* Problem statement: Make an exact copy of the lines from the top of the entries below through the line with "positive clicks: (1182, 620)". Leave all pictures out.

* Provided records:

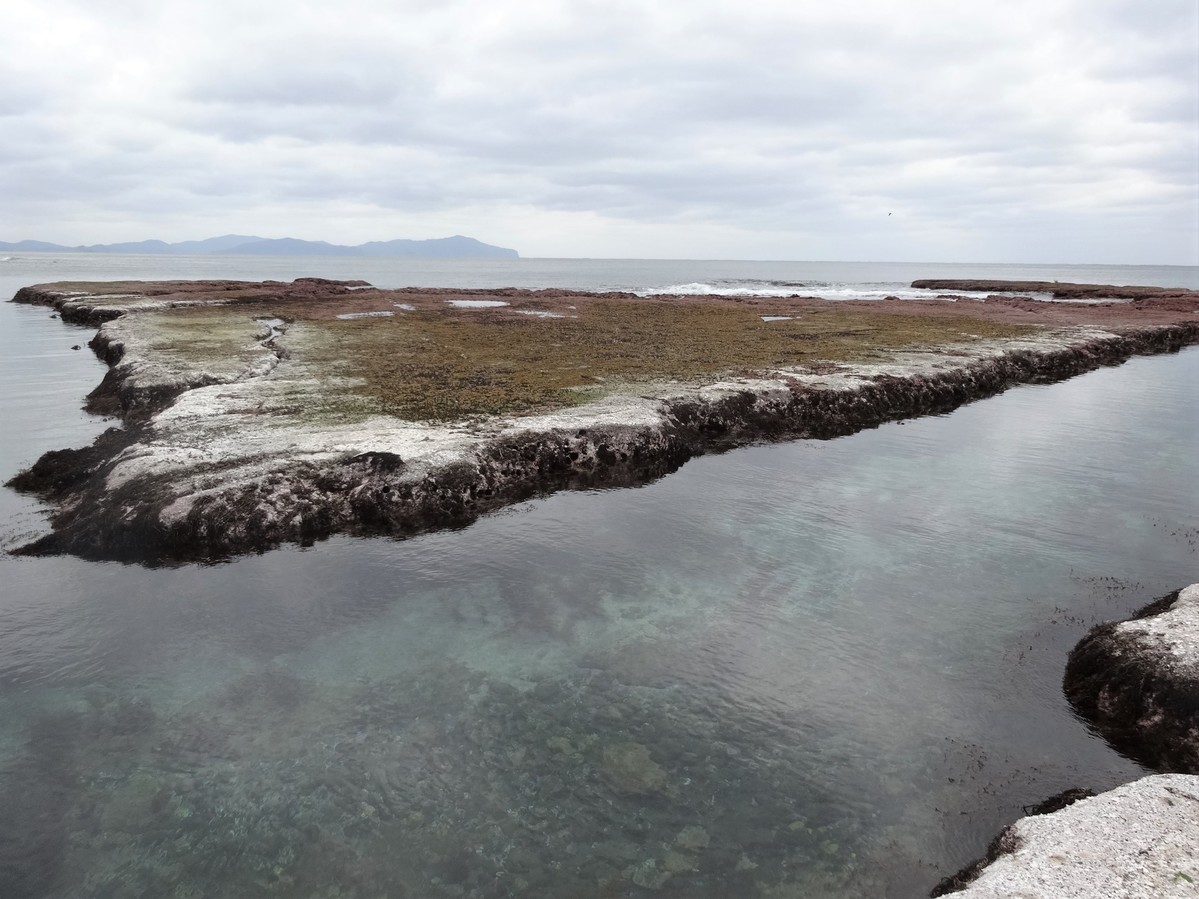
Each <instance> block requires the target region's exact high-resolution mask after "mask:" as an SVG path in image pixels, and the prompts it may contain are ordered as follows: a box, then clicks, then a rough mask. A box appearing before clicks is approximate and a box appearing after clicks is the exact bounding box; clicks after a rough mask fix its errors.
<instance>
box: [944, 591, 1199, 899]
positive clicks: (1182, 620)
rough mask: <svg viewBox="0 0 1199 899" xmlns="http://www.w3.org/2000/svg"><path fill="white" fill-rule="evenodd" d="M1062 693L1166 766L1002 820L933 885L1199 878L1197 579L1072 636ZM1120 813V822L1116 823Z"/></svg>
mask: <svg viewBox="0 0 1199 899" xmlns="http://www.w3.org/2000/svg"><path fill="white" fill-rule="evenodd" d="M1064 689H1065V693H1066V698H1067V699H1068V700H1070V702H1071V705H1073V706H1074V708H1076V710H1077V711H1078V713H1079V714H1080V716H1083V718H1085V719H1086V720H1089V722H1091V723H1092V725H1093V726H1095V728H1096V729H1097V730H1098V731H1099V732H1101V734H1103V735H1104V736H1105V737H1107V738H1108V741H1109V742H1110V743H1111V744H1113V746H1114V747H1115V748H1116V749H1119V750H1120V752H1122V753H1125V754H1127V755H1129V756H1131V758H1133V759H1137V760H1138V761H1140V762H1141V764H1144V765H1145V766H1147V767H1151V768H1156V770H1157V771H1161V772H1163V773H1161V774H1153V776H1150V777H1145V778H1141V779H1140V780H1134V782H1133V783H1131V784H1125V785H1123V786H1120V788H1116V789H1115V790H1109V791H1108V792H1104V794H1101V795H1099V796H1090V795H1089V794H1086V792H1085V791H1081V790H1072V791H1068V792H1067V794H1062V795H1061V796H1056V797H1053V798H1050V800H1047V801H1046V802H1044V803H1042V806H1041V807H1038V808H1036V809H1032V810H1031V814H1030V815H1029V816H1026V817H1022V819H1020V820H1019V821H1017V822H1016V823H1013V825H1011V826H1008V827H1006V828H1005V829H1004V831H1002V832H1001V833H1000V834H999V835H998V837H996V838H995V839H994V840H993V841H992V844H990V847H989V849H988V851H987V855H986V856H984V857H983V858H981V859H978V861H977V862H975V863H974V864H971V865H969V867H966V868H965V869H963V870H962V871H959V873H957V874H954V875H953V876H951V877H946V879H945V880H944V881H942V882H941V883H940V885H939V886H938V887H936V888H935V889H934V891H933V893H932V895H934V897H938V895H948V894H951V893H952V894H956V895H962V897H963V898H969V899H983V898H984V897H996V898H998V897H1018V895H1020V897H1023V895H1029V897H1032V895H1035V897H1044V899H1059V898H1061V899H1065V898H1066V897H1076V898H1077V899H1150V898H1151V897H1152V898H1155V899H1156V898H1157V897H1180V899H1181V898H1182V897H1191V895H1195V892H1197V885H1199V851H1197V846H1199V584H1192V585H1191V586H1188V587H1185V589H1182V590H1176V591H1174V592H1173V593H1170V595H1168V596H1164V597H1162V598H1161V599H1158V601H1156V602H1153V603H1150V604H1149V605H1147V607H1145V608H1144V609H1141V610H1140V611H1139V613H1137V614H1135V615H1134V616H1133V617H1132V619H1131V620H1128V621H1123V622H1108V623H1104V625H1099V626H1097V627H1095V628H1092V629H1091V632H1090V633H1089V634H1087V635H1086V636H1085V638H1084V639H1083V640H1081V641H1080V642H1079V644H1078V646H1076V647H1074V650H1073V652H1071V656H1070V663H1068V665H1067V668H1066V677H1065V683H1064ZM1114 822H1115V823H1114Z"/></svg>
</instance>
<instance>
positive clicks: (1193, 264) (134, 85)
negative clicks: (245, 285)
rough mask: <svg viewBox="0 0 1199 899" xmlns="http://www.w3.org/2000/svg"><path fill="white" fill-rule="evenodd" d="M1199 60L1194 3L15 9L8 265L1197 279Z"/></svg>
mask: <svg viewBox="0 0 1199 899" xmlns="http://www.w3.org/2000/svg"><path fill="white" fill-rule="evenodd" d="M1197 48H1199V10H1197V7H1195V4H1194V2H1193V0H1158V1H1157V2H1155V4H1151V5H1146V4H1139V2H1126V1H1122V0H1031V1H1026V0H1014V1H1013V2H1008V4H995V5H986V6H977V7H976V5H965V4H960V2H948V1H945V2H941V1H939V0H918V1H914V2H910V4H893V2H884V1H881V0H875V1H870V0H866V1H856V2H855V1H854V0H848V1H846V2H842V4H819V5H817V4H806V2H803V4H796V2H794V0H793V1H790V2H775V1H772V0H760V1H759V2H755V4H734V2H730V1H729V0H692V2H688V4H686V5H682V4H679V5H674V4H671V5H663V4H656V5H649V4H641V2H628V0H605V1H604V2H597V1H592V0H559V1H556V2H555V1H553V0H520V2H513V1H512V0H490V1H489V2H481V1H478V0H446V1H444V2H441V4H439V5H436V6H435V7H434V6H433V5H432V4H428V2H394V1H388V2H381V1H379V2H376V1H375V0H349V2H347V4H343V5H341V6H337V7H331V6H329V5H327V4H315V2H293V1H289V2H279V1H278V0H245V1H243V2H241V4H237V5H233V4H224V2H206V4H199V2H191V1H189V0H188V1H186V2H182V4H161V2H153V4H151V2H146V1H144V0H110V1H109V2H106V4H103V5H100V4H90V2H83V1H82V0H80V1H74V0H40V1H38V2H37V4H34V2H28V1H26V0H18V6H17V10H16V12H13V13H8V23H7V26H6V30H5V32H4V34H2V35H0V127H2V133H4V134H5V139H4V140H2V141H0V191H2V197H4V204H2V209H0V239H4V240H20V239H25V237H37V239H42V240H52V241H56V242H65V243H73V242H101V241H104V242H108V241H116V240H139V239H145V237H151V236H153V237H162V239H164V240H187V239H193V237H204V236H210V235H212V234H218V233H225V231H239V233H254V234H264V235H266V236H283V235H290V236H299V237H307V239H324V240H330V241H335V242H343V243H354V242H361V241H367V240H386V239H391V237H417V239H420V237H430V236H442V235H446V234H452V233H464V234H471V235H474V236H477V237H480V239H481V240H484V241H488V242H493V243H500V245H504V246H516V247H518V248H519V249H520V251H522V252H523V253H524V254H525V255H591V257H683V258H688V257H692V258H694V257H704V258H711V257H716V258H759V259H763V258H783V259H898V260H903V259H910V260H954V261H1058V263H1072V261H1077V263H1105V261H1110V263H1164V264H1188V265H1195V264H1199V49H1197ZM887 213H891V215H887Z"/></svg>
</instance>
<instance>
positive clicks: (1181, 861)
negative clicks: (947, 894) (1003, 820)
mask: <svg viewBox="0 0 1199 899" xmlns="http://www.w3.org/2000/svg"><path fill="white" fill-rule="evenodd" d="M1197 846H1199V777H1194V776H1187V774H1156V776H1152V777H1146V778H1141V779H1140V780H1137V782H1134V783H1131V784H1126V785H1123V786H1120V788H1116V789H1115V790H1110V791H1108V792H1105V794H1102V795H1099V796H1095V797H1091V798H1084V800H1080V801H1078V802H1074V803H1072V804H1070V806H1067V807H1066V808H1062V809H1060V810H1058V811H1053V813H1050V814H1044V815H1034V816H1030V817H1023V819H1020V820H1019V821H1017V822H1016V823H1013V825H1011V826H1010V827H1007V828H1005V829H1004V832H1002V833H1001V834H1000V835H999V837H998V838H996V839H995V841H994V843H993V844H992V846H990V850H989V851H988V856H987V858H986V859H983V862H982V863H978V864H977V865H972V867H971V868H969V869H966V870H965V871H963V873H962V874H960V875H957V876H956V877H953V879H950V880H948V881H946V882H945V883H944V885H942V886H941V887H939V888H938V889H936V891H934V892H933V895H947V894H950V893H952V894H954V895H959V897H963V898H964V899H965V898H968V899H1000V898H1001V897H1002V899H1169V898H1170V897H1177V898H1179V899H1183V897H1194V895H1197V893H1199V851H1197ZM972 876H974V877H976V879H975V880H972V882H969V881H970V879H971V877H972ZM968 882H969V883H968Z"/></svg>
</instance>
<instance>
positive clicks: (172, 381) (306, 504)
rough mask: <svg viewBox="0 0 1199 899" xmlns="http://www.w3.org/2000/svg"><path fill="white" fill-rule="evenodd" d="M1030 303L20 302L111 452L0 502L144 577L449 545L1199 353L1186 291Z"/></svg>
mask: <svg viewBox="0 0 1199 899" xmlns="http://www.w3.org/2000/svg"><path fill="white" fill-rule="evenodd" d="M950 286H952V284H950ZM1001 286H1002V285H1001ZM1026 286H1028V285H1024V284H1020V283H1013V284H1008V285H1007V289H1008V292H1006V294H992V295H988V296H981V297H970V298H968V297H964V296H960V295H954V294H946V295H944V296H942V297H940V298H938V300H934V301H921V302H910V301H886V300H884V301H875V302H844V301H840V302H830V301H823V300H819V298H811V297H799V296H795V297H712V296H701V297H695V296H691V297H687V296H682V297H680V296H673V297H669V298H662V297H641V296H634V295H628V294H588V292H580V291H565V290H537V291H530V290H516V289H506V290H474V291H466V290H453V289H438V290H429V289H400V290H378V289H374V288H373V286H370V285H369V284H367V283H366V282H357V280H353V282H333V280H327V279H321V278H301V279H297V280H294V282H290V283H283V282H261V283H247V282H147V283H135V282H118V283H113V284H95V283H59V284H47V285H37V286H32V288H26V289H24V290H22V291H19V292H18V295H17V296H16V297H14V300H16V301H17V302H24V303H37V304H42V306H49V307H52V308H54V309H56V310H58V314H60V315H61V316H62V318H64V319H65V320H67V321H77V322H85V324H98V325H100V331H98V333H97V334H96V337H95V338H94V339H92V340H91V346H92V349H95V350H96V352H97V354H100V355H101V356H102V357H103V358H104V360H106V361H107V362H108V363H109V372H108V374H107V375H106V378H104V381H103V384H101V386H100V387H97V390H96V391H94V392H92V394H91V396H90V397H89V408H90V409H92V410H94V411H102V412H108V414H113V415H116V416H119V417H121V418H122V420H123V421H125V424H126V427H125V428H123V429H112V430H109V432H108V433H106V434H104V435H102V436H101V438H100V439H98V440H97V441H96V444H95V445H94V446H92V447H89V448H85V449H79V451H62V452H58V453H48V454H47V455H46V457H43V458H42V459H41V460H40V461H38V463H37V464H36V465H34V466H32V467H31V469H30V470H29V471H26V472H23V473H22V475H19V476H18V477H16V478H13V479H12V481H11V482H10V484H11V485H13V487H16V488H18V489H24V490H29V491H32V493H38V494H41V495H42V496H44V497H46V499H48V500H50V501H52V502H54V503H55V505H56V507H58V512H56V515H55V517H54V519H53V525H54V531H53V533H50V535H48V536H46V537H43V538H41V539H38V541H35V542H32V543H30V544H29V545H28V547H25V548H24V549H23V550H20V551H26V553H35V554H41V553H73V554H77V555H82V556H85V557H90V559H125V560H135V561H146V562H155V561H163V560H173V559H174V560H181V559H213V557H222V556H228V555H233V554H237V553H245V551H260V550H264V549H266V548H269V547H272V545H278V544H281V543H284V542H299V543H312V542H313V541H315V539H321V538H325V537H327V536H330V535H332V533H338V532H350V533H368V532H374V533H393V535H400V536H403V535H406V533H415V532H420V531H426V530H429V529H435V527H445V526H458V525H462V524H465V523H469V521H471V520H475V519H476V518H477V517H478V515H480V514H483V513H486V512H490V511H494V509H498V508H500V507H502V506H504V505H507V503H510V502H513V501H519V500H522V499H526V497H529V496H531V495H536V494H538V493H544V491H547V490H554V489H561V488H565V487H579V485H583V487H592V485H599V484H628V483H644V482H645V481H647V479H651V478H653V477H657V476H661V475H663V473H667V472H668V471H673V470H675V469H677V467H679V465H681V464H682V463H683V461H686V460H687V459H688V458H692V457H694V455H698V454H703V453H705V452H711V451H713V449H722V448H729V447H731V446H739V445H745V444H749V442H754V441H758V440H765V439H778V438H789V436H791V438H794V436H818V438H819V436H825V438H826V436H836V435H839V434H848V433H852V432H854V430H858V429H861V428H863V427H873V426H878V424H879V423H881V422H884V421H890V420H894V418H904V417H911V416H917V415H924V414H929V412H938V411H946V410H948V409H952V408H954V406H957V405H960V404H962V403H965V402H969V400H971V399H976V398H980V397H984V396H992V394H994V393H998V392H1000V391H1002V390H1005V388H1006V387H1008V386H1011V385H1013V384H1022V382H1037V381H1050V380H1060V379H1062V378H1067V376H1070V375H1073V374H1078V373H1079V372H1084V370H1089V369H1091V368H1095V367H1096V366H1099V364H1110V363H1115V362H1120V361H1122V360H1126V358H1128V357H1129V356H1132V355H1135V354H1140V352H1159V351H1169V350H1177V349H1179V348H1181V346H1183V345H1187V344H1191V343H1194V342H1195V340H1197V339H1199V320H1197V313H1195V309H1197V307H1199V300H1197V296H1199V295H1197V294H1194V292H1193V291H1186V290H1182V291H1179V290H1173V291H1169V290H1158V289H1141V292H1140V294H1138V295H1137V296H1135V297H1133V298H1128V297H1127V296H1126V294H1127V292H1128V291H1127V290H1116V289H1113V291H1111V292H1113V296H1111V297H1110V298H1109V300H1110V301H1109V302H1098V303H1097V302H1093V301H1095V298H1096V296H1095V290H1093V289H1092V290H1090V292H1087V296H1086V298H1087V302H1086V303H1085V304H1077V303H1047V302H1042V301H1038V300H1036V298H1035V297H1031V296H1026V295H1022V292H1020V291H1023V290H1024V289H1025V288H1026ZM1032 286H1034V288H1037V286H1040V285H1032ZM1087 286H1089V288H1093V285H1087ZM994 288H995V285H994V284H990V285H989V289H994ZM1101 298H1102V297H1101Z"/></svg>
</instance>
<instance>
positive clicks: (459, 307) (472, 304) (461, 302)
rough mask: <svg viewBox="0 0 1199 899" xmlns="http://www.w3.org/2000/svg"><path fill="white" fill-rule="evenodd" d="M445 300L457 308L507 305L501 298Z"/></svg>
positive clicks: (476, 308)
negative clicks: (489, 298) (467, 299)
mask: <svg viewBox="0 0 1199 899" xmlns="http://www.w3.org/2000/svg"><path fill="white" fill-rule="evenodd" d="M446 302H447V303H450V306H453V307H457V308H459V309H493V308H495V307H496V306H508V303H506V302H504V301H502V300H446Z"/></svg>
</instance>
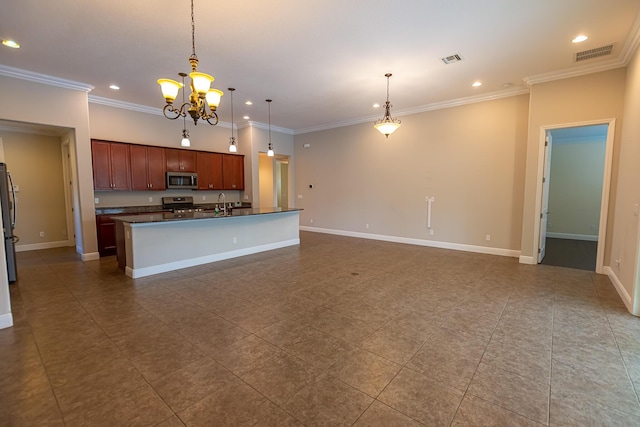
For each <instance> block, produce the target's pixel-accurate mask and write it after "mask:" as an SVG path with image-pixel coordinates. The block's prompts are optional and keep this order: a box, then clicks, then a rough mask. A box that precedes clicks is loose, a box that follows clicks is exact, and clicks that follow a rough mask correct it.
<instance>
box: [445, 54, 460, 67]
mask: <svg viewBox="0 0 640 427" xmlns="http://www.w3.org/2000/svg"><path fill="white" fill-rule="evenodd" d="M440 60H441V61H442V62H444V63H445V64H447V65H448V64H453V63H454V62H460V61H462V57H461V56H460V55H459V54H457V53H456V54H455V55H449V56H447V57H445V58H440Z"/></svg>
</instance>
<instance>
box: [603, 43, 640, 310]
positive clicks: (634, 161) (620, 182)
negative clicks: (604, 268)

* Task answer:
Each <instance> block requires the target region's exact high-resolution mask after "mask:" as an SVG path in image pixels, and the prompts it may contain are ordered as follows: a box, then clicks, then a rough mask. A box appearing before clicks is approximate and a box appearing after clicks is the exact bounding box; clicks after a rough mask fix its errors.
<instance>
box: [944, 591, 1199, 899]
positive clicks: (1182, 620)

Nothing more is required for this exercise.